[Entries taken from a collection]
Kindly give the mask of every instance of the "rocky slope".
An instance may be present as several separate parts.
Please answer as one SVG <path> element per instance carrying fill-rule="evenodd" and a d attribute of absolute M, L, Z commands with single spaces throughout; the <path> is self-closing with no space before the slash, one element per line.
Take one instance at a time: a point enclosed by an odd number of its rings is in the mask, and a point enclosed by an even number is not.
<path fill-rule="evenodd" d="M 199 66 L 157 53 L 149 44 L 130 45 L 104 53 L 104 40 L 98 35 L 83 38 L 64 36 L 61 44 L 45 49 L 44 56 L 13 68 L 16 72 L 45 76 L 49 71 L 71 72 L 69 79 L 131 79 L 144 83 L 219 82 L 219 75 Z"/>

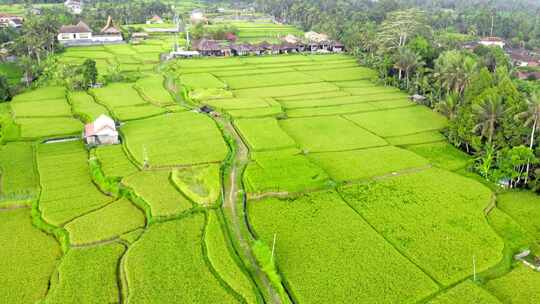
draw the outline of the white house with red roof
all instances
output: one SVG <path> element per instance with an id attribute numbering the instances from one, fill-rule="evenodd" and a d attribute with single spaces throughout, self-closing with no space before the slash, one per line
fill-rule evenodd
<path id="1" fill-rule="evenodd" d="M 92 29 L 83 21 L 76 25 L 62 25 L 58 31 L 58 42 L 62 44 L 85 40 L 92 40 Z"/>
<path id="2" fill-rule="evenodd" d="M 116 145 L 120 142 L 114 120 L 103 114 L 93 123 L 84 126 L 83 138 L 88 145 L 94 146 Z"/>

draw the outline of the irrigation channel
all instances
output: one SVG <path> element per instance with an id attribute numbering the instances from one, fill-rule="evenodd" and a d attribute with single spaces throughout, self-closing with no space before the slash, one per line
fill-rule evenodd
<path id="1" fill-rule="evenodd" d="M 199 105 L 191 102 L 191 100 L 184 100 L 184 98 L 182 98 L 182 94 L 173 79 L 166 77 L 164 84 L 180 105 L 190 110 L 199 110 Z M 231 147 L 231 151 L 234 155 L 231 157 L 230 167 L 225 172 L 222 181 L 222 208 L 226 222 L 228 223 L 228 229 L 230 230 L 229 235 L 234 238 L 231 241 L 236 247 L 237 253 L 241 255 L 242 261 L 252 270 L 252 275 L 254 276 L 253 278 L 257 285 L 264 289 L 262 290 L 263 300 L 265 302 L 270 300 L 271 303 L 282 304 L 279 293 L 272 286 L 251 251 L 250 244 L 255 241 L 255 237 L 251 233 L 248 223 L 246 205 L 247 196 L 242 183 L 242 174 L 250 160 L 249 149 L 242 140 L 240 134 L 238 134 L 238 131 L 234 128 L 230 119 L 224 118 L 222 113 L 219 113 L 219 115 L 216 116 L 209 115 L 209 117 L 211 117 L 216 124 L 221 126 L 224 136 L 229 136 L 234 141 L 234 148 Z"/>

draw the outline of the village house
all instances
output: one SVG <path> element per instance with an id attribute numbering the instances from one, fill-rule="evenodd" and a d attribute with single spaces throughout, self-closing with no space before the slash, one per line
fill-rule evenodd
<path id="1" fill-rule="evenodd" d="M 0 27 L 21 27 L 23 23 L 23 17 L 0 13 Z"/>
<path id="2" fill-rule="evenodd" d="M 146 20 L 146 24 L 163 24 L 163 19 L 158 15 L 154 15 L 152 18 Z"/>
<path id="3" fill-rule="evenodd" d="M 499 37 L 485 37 L 480 39 L 478 43 L 483 46 L 498 46 L 500 48 L 504 48 L 506 45 L 506 42 Z"/>
<path id="4" fill-rule="evenodd" d="M 535 56 L 526 49 L 508 49 L 507 53 L 514 66 L 537 67 L 540 65 L 540 56 Z"/>
<path id="5" fill-rule="evenodd" d="M 192 47 L 202 56 L 230 56 L 232 53 L 231 48 L 224 41 L 219 40 L 195 40 Z"/>
<path id="6" fill-rule="evenodd" d="M 91 40 L 92 30 L 83 21 L 79 21 L 76 25 L 62 25 L 58 31 L 58 42 L 61 44 Z"/>
<path id="7" fill-rule="evenodd" d="M 92 29 L 83 21 L 76 25 L 63 25 L 58 33 L 58 42 L 65 46 L 95 45 L 106 43 L 122 43 L 122 32 L 114 25 L 109 16 L 107 24 L 98 34 L 93 34 Z"/>
<path id="8" fill-rule="evenodd" d="M 97 41 L 118 42 L 122 41 L 122 31 L 114 24 L 111 16 L 107 18 L 107 24 L 101 29 L 99 35 L 95 36 Z"/>
<path id="9" fill-rule="evenodd" d="M 64 2 L 64 6 L 67 8 L 68 11 L 75 15 L 80 15 L 83 10 L 82 1 L 79 0 L 67 0 L 66 2 Z"/>
<path id="10" fill-rule="evenodd" d="M 116 145 L 120 143 L 114 120 L 100 115 L 93 123 L 84 126 L 83 139 L 88 145 Z"/>
<path id="11" fill-rule="evenodd" d="M 540 80 L 540 72 L 518 71 L 517 77 L 521 80 Z"/>

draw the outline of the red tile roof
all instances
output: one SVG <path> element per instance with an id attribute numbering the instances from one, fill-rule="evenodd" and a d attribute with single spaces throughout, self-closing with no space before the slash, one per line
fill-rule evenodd
<path id="1" fill-rule="evenodd" d="M 62 34 L 74 34 L 74 33 L 91 33 L 92 30 L 90 27 L 82 22 L 79 21 L 76 25 L 62 25 L 60 28 L 60 33 Z"/>

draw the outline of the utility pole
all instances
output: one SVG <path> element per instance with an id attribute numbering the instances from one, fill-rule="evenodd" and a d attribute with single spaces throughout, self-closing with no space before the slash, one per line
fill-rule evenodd
<path id="1" fill-rule="evenodd" d="M 473 281 L 476 282 L 476 257 L 472 256 L 472 265 L 473 265 Z"/>
<path id="2" fill-rule="evenodd" d="M 274 264 L 274 251 L 276 249 L 276 233 L 274 233 L 274 242 L 272 243 L 272 257 L 270 263 Z"/>

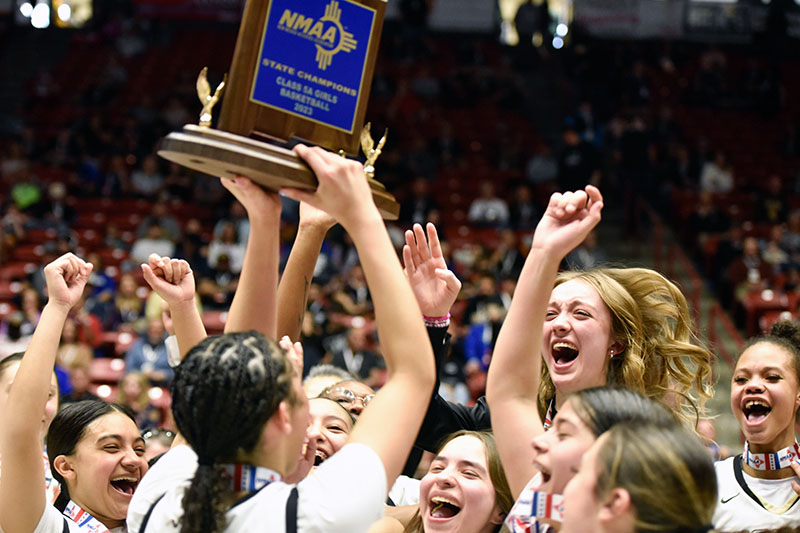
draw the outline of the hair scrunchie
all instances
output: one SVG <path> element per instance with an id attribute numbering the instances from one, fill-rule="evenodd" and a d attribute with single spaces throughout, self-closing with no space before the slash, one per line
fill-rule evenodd
<path id="1" fill-rule="evenodd" d="M 197 457 L 197 465 L 198 466 L 214 466 L 216 460 L 213 457 L 208 457 L 205 455 L 200 455 Z"/>

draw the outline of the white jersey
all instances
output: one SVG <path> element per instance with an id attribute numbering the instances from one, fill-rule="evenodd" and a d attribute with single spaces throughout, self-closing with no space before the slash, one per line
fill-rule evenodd
<path id="1" fill-rule="evenodd" d="M 64 526 L 66 525 L 66 529 Z M 36 525 L 33 533 L 91 533 L 89 528 L 81 527 L 66 516 L 64 516 L 58 509 L 50 504 L 45 505 L 42 518 Z M 127 533 L 128 529 L 125 526 L 115 527 L 110 530 L 110 533 Z"/>
<path id="2" fill-rule="evenodd" d="M 720 531 L 775 529 L 800 526 L 800 498 L 792 479 L 759 479 L 742 470 L 742 456 L 714 464 L 717 507 L 714 527 Z"/>
<path id="3" fill-rule="evenodd" d="M 180 531 L 183 495 L 196 469 L 197 455 L 189 446 L 176 446 L 159 459 L 136 488 L 128 507 L 129 531 Z M 383 516 L 386 471 L 378 455 L 363 444 L 345 445 L 296 487 L 299 533 L 366 532 Z M 287 502 L 294 488 L 276 481 L 251 493 L 228 510 L 225 531 L 286 531 Z M 152 514 L 140 532 L 151 507 Z"/>

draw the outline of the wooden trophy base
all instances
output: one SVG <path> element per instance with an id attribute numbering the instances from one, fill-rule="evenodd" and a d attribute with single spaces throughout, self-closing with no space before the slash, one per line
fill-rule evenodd
<path id="1" fill-rule="evenodd" d="M 158 155 L 214 177 L 247 176 L 273 191 L 281 187 L 307 190 L 317 187 L 314 172 L 291 150 L 193 124 L 164 137 Z M 372 198 L 383 218 L 397 220 L 400 204 L 381 183 L 374 179 L 368 181 Z"/>

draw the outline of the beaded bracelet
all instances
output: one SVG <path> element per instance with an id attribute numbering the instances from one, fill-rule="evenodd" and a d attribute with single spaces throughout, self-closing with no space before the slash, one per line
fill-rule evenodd
<path id="1" fill-rule="evenodd" d="M 425 320 L 425 326 L 429 328 L 446 328 L 450 326 L 450 313 L 445 316 L 423 316 L 422 319 Z"/>

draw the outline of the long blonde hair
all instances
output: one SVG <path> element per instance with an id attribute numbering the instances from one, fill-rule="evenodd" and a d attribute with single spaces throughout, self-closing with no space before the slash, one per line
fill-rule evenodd
<path id="1" fill-rule="evenodd" d="M 677 425 L 623 423 L 601 438 L 595 496 L 625 489 L 637 532 L 699 531 L 711 524 L 717 476 L 694 435 Z"/>
<path id="2" fill-rule="evenodd" d="M 607 384 L 665 403 L 694 427 L 713 395 L 711 352 L 692 332 L 686 298 L 674 283 L 647 268 L 561 272 L 555 286 L 580 280 L 593 287 L 611 314 L 611 335 L 624 343 L 611 358 Z M 542 362 L 539 410 L 555 395 Z"/>

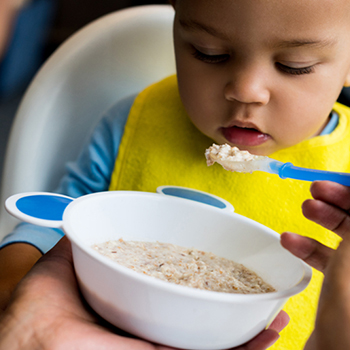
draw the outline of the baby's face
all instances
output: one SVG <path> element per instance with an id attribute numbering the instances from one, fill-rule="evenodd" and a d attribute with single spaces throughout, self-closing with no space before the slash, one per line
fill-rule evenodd
<path id="1" fill-rule="evenodd" d="M 179 89 L 217 143 L 269 155 L 317 135 L 349 80 L 350 0 L 177 0 Z"/>

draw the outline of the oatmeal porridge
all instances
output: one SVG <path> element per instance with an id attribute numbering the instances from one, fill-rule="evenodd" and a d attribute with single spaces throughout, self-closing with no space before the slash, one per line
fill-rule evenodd
<path id="1" fill-rule="evenodd" d="M 183 286 L 242 294 L 275 291 L 242 264 L 197 249 L 123 239 L 93 248 L 134 271 Z"/>
<path id="2" fill-rule="evenodd" d="M 227 143 L 216 145 L 215 143 L 205 151 L 207 165 L 215 162 L 220 164 L 225 170 L 249 173 L 257 170 L 257 161 L 268 159 L 265 156 L 256 156 L 248 151 L 241 151 L 237 147 L 231 147 Z"/>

● WHAT TO PRODUCE
Count the lines in these records that hold the string "roof". Only the number is wanted.

● ANSWER TO THIS EXERCISE
2